- Fragmento del documento:
▼▼▼
Tras la caída del Muro de Berlín, el autor buscó nuevos enemigos y, sin abandonar las encrucijadas morales, sí dio un giro marcadamente denunciativo de su prosa. De la ambigüedad que demandaba la política de bloques pasó a cargar las tintas sobre las peores lacras del tramo final del siglo XX, mostrando por el camino la degeneración del oficio. Porque mal están las cosas cuando, desaparecida la figura del espía profesional, la Inteligencia Británica fuerza a un sastre afincado en Panamá a ejercer como tal, caso de Harry Pendel, judío del East End con antecedentes penales y esposa muy legal, para abortar la devolución del canal (El sastre de Panamá), o recluta a un editor británico, Barley Blair, de cara a autentificar unos cuadernos con presuntos secretos militares en manos enemigas (La Casa Rusia). Y si el tráfico de armas atravesaba Night Manager y Single&Single, y la rapacidad de las empresa farmacéuticas contaminaba El jardinero fiel, Amigos Absolutos lanzaba toneladas de bilis sobre la, por entonces, aún coleante invasión de Irak. John Le Carré ha publicado recientemente su última novela, A Delicate Truth, que es todo un signo de los tiempos al versar sobre una operación de contraterrorismo encaminada a secuestrar a un traficante de armas yihaidista en Gibraltar.

En cierta manera, Dan Fesperman recogió esta vena acusatoria de los turbios tejemanejes de la política internacional y la condujo hasta los Balcanes en El barco de los grandes pesares (RBA), donde un antiguo policía de Sarajevo se veía inmerso en la misión de llevar frente al Tribunal Internacional Para Crímenes de Guerra de la Haya a uno de los responsables de la matanza de Srebrenica para acabar destapando los sombríos tejemanejes entre la inteligencia croata y estadounidense. Fesperman prosiguió esta línea combativa con el thriller El prisionero de Guantánamo (RBA), mientras que en sus últimos trabajos, caso de The Double Game o The Arms Maker of Berlin, ha entrado 100% en territorio espía.

Hay otros autores, en cambio, más centrados en jugar lo que podríamos calificar de “carta de la nostalgia”, en proponer un viaje a los prototipos y escenarios clásicos con una mirada impregnada de romanticismo y unas gotas de glamour. Este es el caso de Joseph Kanon, quien en El buen alemán (RBA) hacía coincidir en el Berlín recién tomado por las fuerzas de ocupación a un periodista estadounidense, al cadáver de un soldado de su mismo país y a una bella mujer de su pasado, dispuesta a confundir todavía más la situación. Los fantasmas de Casablanca y El tercer hombre, entre muchos otros, sobrevolaban una intriga con fuertes notas sentimentales y así lo entendió el cineasta Steven Soderbergh al filmarla en un suntuoso blanco y negro. La más reciente novela de Kanon, Estambul (RBA), también desborda clasicismo. En sus páginas conocemos a un expatriado estadounidense que ejerció de correo de los aliados, Leon Bauer, enfrentándose a un último encargo que saldrá sanguinariamente mal (¡cómo no! un buen puñado de las novelas de Le Carré versan sobre una misión segura y conclusiva que evidentemente deviene caótica y trágica). El libro parece guiñarle un ojo (u ojo y medio) a Viaje al miedo (RBA) de Eric Ambler, también ambientada en Estambul, si bien en 1940, en la que un fiambre de nuevo pone patas arriba la vida de un extranjero anglosajón, sujeto superado por las circunstancias que deberá discernir entre amigos y enemigos si no quiere acabar tomando el mismo camino de la morgue.
▲▲▲
Entradas de anotación de cuadros delimitadores
▼▼▼
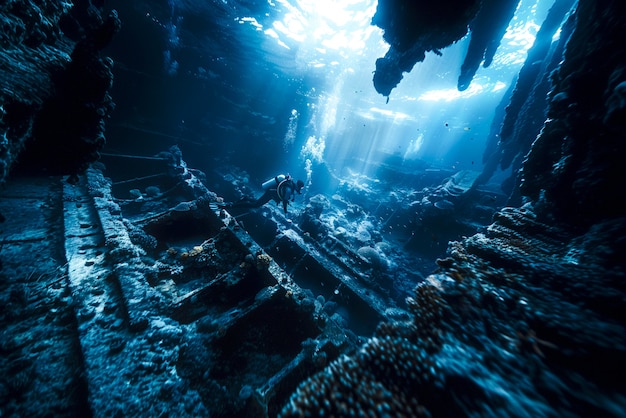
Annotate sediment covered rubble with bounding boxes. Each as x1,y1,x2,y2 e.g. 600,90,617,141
282,1,626,416
0,0,121,183
0,0,626,416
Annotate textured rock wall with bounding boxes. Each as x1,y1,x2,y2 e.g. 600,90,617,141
283,0,626,417
0,0,120,183
521,0,626,228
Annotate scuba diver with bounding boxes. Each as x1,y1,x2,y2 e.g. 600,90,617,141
219,174,304,214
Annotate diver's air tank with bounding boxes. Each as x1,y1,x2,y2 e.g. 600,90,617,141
261,174,287,190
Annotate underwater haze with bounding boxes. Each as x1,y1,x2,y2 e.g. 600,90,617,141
105,0,552,192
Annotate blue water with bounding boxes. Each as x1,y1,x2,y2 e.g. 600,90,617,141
105,0,551,197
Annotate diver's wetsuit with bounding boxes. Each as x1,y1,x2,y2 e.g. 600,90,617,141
228,179,296,213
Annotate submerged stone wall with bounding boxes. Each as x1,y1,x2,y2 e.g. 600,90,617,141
0,0,120,183
283,0,626,417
▲▲▲
- Instrucciones de la tarea: En el fragmento sobre la novela de espías, ¿por qué se afirma que "mal están las cosas"? Explícalo en una a tres oraciones. Las filas no guardan relación con el fragmento.

- Problema resuelto: Porque, desaparecida la figura del espía profesional, la Inteligencia Británica fuerza a Harry Pendel, un sastre afincado en Panamá, a ejercer como espía para abortar la devolución del canal. En otro caso recluta a un editor británico, Barley Blair, para autentificar unos cuadernos con presuntos secretos militares en manos enemigas. El fragmento presenta ambos casos como muestra de la degeneración del oficio.